### Stated goal
Transcribe every one of the entries below word for word, leaving out the pictures.
━━━━━━━━━━━━━━━━━━━━
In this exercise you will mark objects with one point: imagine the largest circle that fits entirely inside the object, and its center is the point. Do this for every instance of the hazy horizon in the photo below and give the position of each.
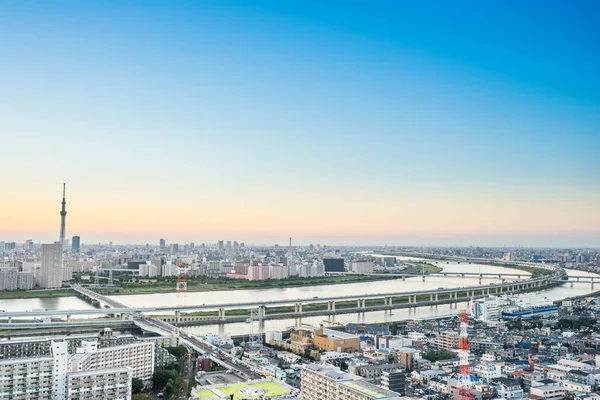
(364, 123)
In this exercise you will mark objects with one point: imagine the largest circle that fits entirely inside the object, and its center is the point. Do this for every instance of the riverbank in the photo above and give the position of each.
(422, 267)
(40, 294)
(535, 272)
(235, 284)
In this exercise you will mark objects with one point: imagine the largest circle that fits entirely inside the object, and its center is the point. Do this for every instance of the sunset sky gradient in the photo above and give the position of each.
(399, 123)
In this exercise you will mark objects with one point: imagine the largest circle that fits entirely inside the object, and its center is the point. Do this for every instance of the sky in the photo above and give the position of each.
(339, 122)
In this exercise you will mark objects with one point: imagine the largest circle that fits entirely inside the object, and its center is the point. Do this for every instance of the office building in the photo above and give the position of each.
(394, 381)
(75, 244)
(334, 264)
(51, 266)
(323, 382)
(325, 339)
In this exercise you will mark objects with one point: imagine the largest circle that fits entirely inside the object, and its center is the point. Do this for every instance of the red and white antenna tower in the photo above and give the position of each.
(464, 391)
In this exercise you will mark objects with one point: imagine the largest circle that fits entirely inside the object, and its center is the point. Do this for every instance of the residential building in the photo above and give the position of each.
(138, 356)
(447, 340)
(408, 357)
(75, 244)
(322, 382)
(334, 264)
(51, 265)
(26, 378)
(362, 267)
(548, 392)
(394, 381)
(112, 383)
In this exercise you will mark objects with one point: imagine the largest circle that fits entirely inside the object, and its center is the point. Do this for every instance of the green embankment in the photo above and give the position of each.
(421, 267)
(205, 285)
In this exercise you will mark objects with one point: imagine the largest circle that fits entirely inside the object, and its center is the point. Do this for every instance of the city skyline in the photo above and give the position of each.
(197, 122)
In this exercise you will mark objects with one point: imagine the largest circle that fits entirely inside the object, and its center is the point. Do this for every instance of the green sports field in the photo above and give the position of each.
(267, 389)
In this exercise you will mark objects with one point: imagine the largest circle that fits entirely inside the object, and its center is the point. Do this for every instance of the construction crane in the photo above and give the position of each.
(464, 390)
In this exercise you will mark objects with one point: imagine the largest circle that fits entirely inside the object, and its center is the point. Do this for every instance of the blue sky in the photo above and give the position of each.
(341, 122)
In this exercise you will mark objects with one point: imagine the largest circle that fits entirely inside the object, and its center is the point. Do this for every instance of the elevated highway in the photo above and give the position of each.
(113, 307)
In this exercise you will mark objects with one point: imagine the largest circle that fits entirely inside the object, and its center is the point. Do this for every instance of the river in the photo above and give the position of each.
(397, 285)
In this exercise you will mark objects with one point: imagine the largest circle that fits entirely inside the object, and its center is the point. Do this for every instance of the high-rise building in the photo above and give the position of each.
(75, 244)
(63, 217)
(322, 382)
(334, 264)
(51, 265)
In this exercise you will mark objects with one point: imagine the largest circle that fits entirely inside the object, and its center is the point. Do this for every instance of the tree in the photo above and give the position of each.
(162, 376)
(344, 365)
(178, 351)
(168, 390)
(136, 385)
(141, 396)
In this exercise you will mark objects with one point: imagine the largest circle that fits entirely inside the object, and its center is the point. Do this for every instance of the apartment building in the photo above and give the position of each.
(100, 384)
(408, 357)
(323, 382)
(26, 378)
(138, 356)
(447, 340)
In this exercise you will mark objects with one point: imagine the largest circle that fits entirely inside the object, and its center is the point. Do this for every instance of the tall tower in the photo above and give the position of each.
(63, 214)
(464, 388)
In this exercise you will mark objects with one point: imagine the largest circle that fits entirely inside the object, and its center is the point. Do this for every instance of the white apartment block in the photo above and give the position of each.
(26, 378)
(362, 267)
(279, 271)
(100, 384)
(322, 382)
(139, 356)
(92, 373)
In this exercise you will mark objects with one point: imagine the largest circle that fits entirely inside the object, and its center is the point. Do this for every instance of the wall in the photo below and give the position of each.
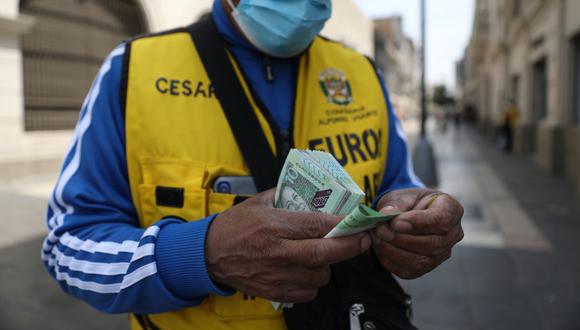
(348, 25)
━━━━━━━━━━━━━━━━━━━━
### The reply
In this exercise you will mark objects with one point: imagine the largest circle that fits entirely inside the object, and its center is the point. Do this for every instance of the hazy horizon in the photo below and give the position of each.
(364, 123)
In this exercise you will mark objects with one point: imagine the largest circle that fits entirely inside the object, and its center is the point. Do this for every instance of the riverbank in the photo above and give the position of each.
(422, 267)
(40, 294)
(535, 272)
(235, 284)
In this exercise you will mark objects with one point: imagine the largest circle that fits entirely inside the object, and its center is the point. Do this for every instance of the sunset sky gradient in the photo above and give the position of each.
(399, 123)
In this exercise you will mark objects with one point: imagine the largest circle that fits entirely inside the object, and its center is the point. Do this for every instance of the sky in the photo above and give the position of each.
(339, 122)
In this exercise you will mark objects with one point: imagine the largest circle that fits entirely inside the object, and its center is the point. Do this for every instance of the office building in the photo above and give the position of each.
(394, 381)
(75, 244)
(334, 264)
(51, 266)
(323, 382)
(325, 339)
In this exercise you will mark objects with one point: imagine the largest circle that fits entirely inside the object, and its center is the point. Do this for every instance of the red and white antenna tower in the photo above and give the position of each.
(464, 391)
In this exercise you will mark objects with one point: imagine the largest circle that fits entirely inside the object, and its center is the point. Do this for every instance of the residential building in the photo above and give the position of each.
(138, 356)
(447, 340)
(408, 357)
(75, 244)
(322, 382)
(334, 264)
(51, 265)
(26, 378)
(362, 267)
(548, 392)
(394, 381)
(112, 383)
In this exercise you will mark objects with one point: imagine the largest circle that fits entirely inside the object, and its center is the point. Do this for every instance of the green embankment in the photo above and give the position of each.
(421, 267)
(205, 285)
In this exercise you will mark objects with one point: imagine the largest circle that fits entirely inside the object, and its center is the point. Do this for every instance of the city skyline in the photo above and give the position of each.
(197, 122)
In this exercise you will mark objects with one point: imagine the largest circle that fits entirely inside the object, and its center is the point. Do this for every instance of the green sports field in the photo above and give the position of each.
(267, 389)
In this exercise you will mark objects with one point: imagine the largest circle that fits entirely inside the object, and its center is the point. Do this for every instance of the construction crane in the photo above and give the position of each.
(464, 390)
In this exercise you will mark objects with one point: imagine the largest circle that fits entirely inside the object, and its center is the point. Do this for every instance of the blue sky in the photo above and give the position of each.
(341, 122)
In this exercise you will mark objects with one point: imagine the largest circle that fits entirely inside the object, and its center is the point. Do this for every instance of the elevated highway in the photo above and give the position of each.
(113, 307)
In this exercise you will mark objects with one point: imagine the largest circle that fits entirely inside the object, and its center is the point. Do this for every instance of the river in the photo above and give the position of each.
(397, 285)
In this exercise you will mark objects with one point: imagine the largest circle that fits entirely inside the object, and its center is the point. Do this for every instance of the high-rise building in the photo above and give the position of each.
(75, 244)
(63, 217)
(322, 382)
(334, 264)
(51, 265)
In this exercise you will mark objects with one point: imagine the largest circle that fits entirely inside the object, and its center is the point. Do this for every instance of the tree in the photo above and give the position of each.
(162, 376)
(344, 365)
(178, 351)
(168, 390)
(136, 385)
(141, 396)
In this exercise you will mark objects with one point: imagine the largest circle that fits entirely inside the object, and its center is the point. Do this for every instance of the apartment building in the photo above and give the position of each.
(100, 384)
(408, 357)
(323, 382)
(26, 378)
(138, 356)
(447, 340)
In this exercise you will mark objects with one point: imagine the largest circle that fits entirely inside the object, and its center is the point. Do this for every instance of the tall tower in the photo above and give the position of each.
(63, 214)
(464, 388)
In this exercise you will mark objects with one point: imagine the largest circle that fits entirely inside the object, and its center is the point. Do this for every instance of the white apartment block in the photo above and give the position of each.
(26, 378)
(362, 267)
(279, 271)
(100, 384)
(322, 382)
(139, 356)
(92, 373)
In this exercise you will mark objects with one point: imagine the largest circle that fits entirely inside the object, and its center is the point. Do this for every instance of the wall in the photo below and give the position of each.
(348, 25)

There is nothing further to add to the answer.